| EXERCISE DETAILS |
Render the material below as a Markdown table with the columns "No." and "Line": one row per non-blank line, numbered consecutively. Omit blank lines and leave the pictures out.

| MATERIAL FOR THIS TASK |

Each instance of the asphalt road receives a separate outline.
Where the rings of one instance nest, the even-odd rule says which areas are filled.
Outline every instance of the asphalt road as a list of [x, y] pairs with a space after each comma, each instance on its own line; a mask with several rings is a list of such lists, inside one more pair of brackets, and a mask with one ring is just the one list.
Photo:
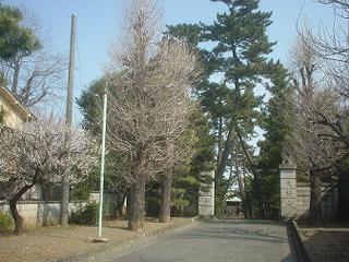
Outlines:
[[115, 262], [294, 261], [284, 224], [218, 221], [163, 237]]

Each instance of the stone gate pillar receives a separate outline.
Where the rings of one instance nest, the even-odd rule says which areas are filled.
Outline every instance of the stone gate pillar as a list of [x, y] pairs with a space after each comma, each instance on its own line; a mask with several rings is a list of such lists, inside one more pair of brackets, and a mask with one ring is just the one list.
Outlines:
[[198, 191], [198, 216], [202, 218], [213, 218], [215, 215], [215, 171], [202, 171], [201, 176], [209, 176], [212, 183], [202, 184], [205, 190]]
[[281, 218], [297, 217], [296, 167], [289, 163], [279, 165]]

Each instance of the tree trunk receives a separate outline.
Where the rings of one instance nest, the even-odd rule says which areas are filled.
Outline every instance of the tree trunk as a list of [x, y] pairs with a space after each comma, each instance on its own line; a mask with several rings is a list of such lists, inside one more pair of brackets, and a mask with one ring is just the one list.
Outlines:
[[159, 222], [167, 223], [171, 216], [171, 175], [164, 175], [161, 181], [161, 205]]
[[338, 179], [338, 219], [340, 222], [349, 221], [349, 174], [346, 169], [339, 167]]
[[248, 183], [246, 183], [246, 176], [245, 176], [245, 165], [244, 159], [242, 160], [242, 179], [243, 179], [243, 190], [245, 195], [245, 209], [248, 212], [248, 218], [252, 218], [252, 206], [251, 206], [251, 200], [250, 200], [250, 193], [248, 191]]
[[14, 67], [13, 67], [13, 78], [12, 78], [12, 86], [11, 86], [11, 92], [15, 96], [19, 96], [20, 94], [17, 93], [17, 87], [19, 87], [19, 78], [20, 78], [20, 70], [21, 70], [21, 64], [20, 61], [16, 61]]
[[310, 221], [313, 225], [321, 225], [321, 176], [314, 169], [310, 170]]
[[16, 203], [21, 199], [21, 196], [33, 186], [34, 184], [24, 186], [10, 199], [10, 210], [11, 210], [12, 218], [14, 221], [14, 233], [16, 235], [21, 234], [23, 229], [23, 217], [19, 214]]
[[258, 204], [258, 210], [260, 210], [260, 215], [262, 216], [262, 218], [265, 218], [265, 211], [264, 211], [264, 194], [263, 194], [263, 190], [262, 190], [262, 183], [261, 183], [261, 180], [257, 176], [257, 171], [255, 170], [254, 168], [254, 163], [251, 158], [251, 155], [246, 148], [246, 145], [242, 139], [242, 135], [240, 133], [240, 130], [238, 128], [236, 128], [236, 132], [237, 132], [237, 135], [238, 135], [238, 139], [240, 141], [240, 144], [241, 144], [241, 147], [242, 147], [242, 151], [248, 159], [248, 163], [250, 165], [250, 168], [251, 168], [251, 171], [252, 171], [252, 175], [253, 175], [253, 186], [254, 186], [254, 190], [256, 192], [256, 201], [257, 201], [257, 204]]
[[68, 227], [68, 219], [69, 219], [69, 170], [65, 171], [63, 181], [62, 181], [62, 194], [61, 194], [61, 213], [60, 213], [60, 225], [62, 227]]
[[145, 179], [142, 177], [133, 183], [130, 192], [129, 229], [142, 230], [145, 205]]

| TASK SOLUTION |
| No. | Line |
|---|---|
| 1 | Each instance of the asphalt road receives a separate outline. |
| 2 | Where the rings of one instance nest, the even-odd rule says which areas are filled. |
| 3 | Outline every instance of the asphalt road as a list of [x, y] pairs with a space after each comma, each instance on its own line; a mask with several rings is a list of such lists, inside one more pair of brackets, and a mask with one ring is just the one list. |
| 4 | Photo: |
| 5 | Outlines: |
| 6 | [[115, 262], [294, 261], [284, 224], [218, 221], [163, 237]] |
| 7 | Each instance of the stone gate pillar receives a separate outline. |
| 8 | Where the rings of one instance nest, the even-odd rule says which areas are filled. |
| 9 | Outline every instance of the stone gate pillar as a list of [x, y] pairs with a space after each comma, each instance on its own line; a mask with several rings is a list of such lists, inside one more pair of brackets, and a mask with one ring is just the one list. |
| 10 | Outlines: |
| 11 | [[198, 191], [198, 216], [202, 218], [213, 218], [215, 215], [215, 171], [202, 171], [201, 176], [209, 176], [212, 183], [202, 184], [205, 190]] |
| 12 | [[281, 218], [297, 217], [296, 167], [289, 163], [279, 165]] |
| 13 | Each instance of the tree trunk receives a separate outline. |
| 14 | Where the rings of one instance nest, the even-odd rule says which areas are filled. |
| 15 | Outline every instance of the tree trunk as a list of [x, y] pairs with a space after each comma, each instance on its own line; a mask with several rings is a list of such lists, inside one more pair of brackets, and a mask with one ring is just the one list. |
| 16 | Outlines: |
| 17 | [[159, 222], [167, 223], [171, 216], [171, 175], [164, 175], [161, 181], [161, 205]] |
| 18 | [[338, 179], [338, 219], [340, 222], [349, 221], [349, 174], [346, 169], [339, 167]] |
| 19 | [[248, 183], [246, 183], [246, 176], [245, 176], [245, 165], [244, 159], [242, 160], [242, 179], [243, 179], [243, 190], [245, 195], [245, 209], [248, 212], [248, 218], [252, 218], [252, 206], [251, 206], [251, 200], [250, 200], [250, 193], [248, 191]] |
| 20 | [[14, 67], [13, 67], [13, 78], [12, 78], [12, 86], [11, 86], [11, 92], [15, 96], [19, 96], [20, 94], [17, 93], [17, 87], [19, 87], [19, 78], [20, 78], [20, 70], [21, 70], [21, 64], [20, 61], [16, 61]] |
| 21 | [[310, 221], [313, 225], [321, 225], [321, 176], [314, 169], [310, 170]] |
| 22 | [[16, 203], [21, 199], [21, 196], [33, 186], [34, 184], [24, 186], [10, 199], [10, 210], [11, 210], [12, 218], [14, 221], [14, 233], [16, 235], [21, 234], [23, 229], [23, 217], [19, 214]] |
| 23 | [[258, 204], [258, 210], [260, 210], [260, 215], [262, 216], [262, 218], [265, 218], [265, 211], [264, 211], [264, 194], [263, 194], [263, 190], [262, 190], [262, 183], [261, 183], [261, 180], [257, 176], [257, 171], [255, 170], [254, 168], [254, 163], [251, 158], [251, 155], [246, 148], [246, 145], [242, 139], [242, 135], [240, 133], [240, 130], [238, 128], [236, 128], [236, 132], [237, 132], [237, 135], [238, 135], [238, 139], [240, 141], [240, 144], [241, 144], [241, 147], [242, 147], [242, 151], [248, 159], [248, 163], [250, 165], [250, 168], [251, 168], [251, 171], [252, 171], [252, 175], [253, 175], [253, 186], [254, 186], [254, 190], [256, 192], [256, 201], [257, 201], [257, 204]] |
| 24 | [[68, 227], [68, 219], [69, 219], [69, 170], [65, 171], [63, 181], [62, 181], [62, 194], [61, 194], [61, 213], [60, 213], [60, 225], [62, 227]] |
| 25 | [[145, 179], [142, 177], [133, 183], [130, 192], [129, 229], [142, 230], [145, 205]] |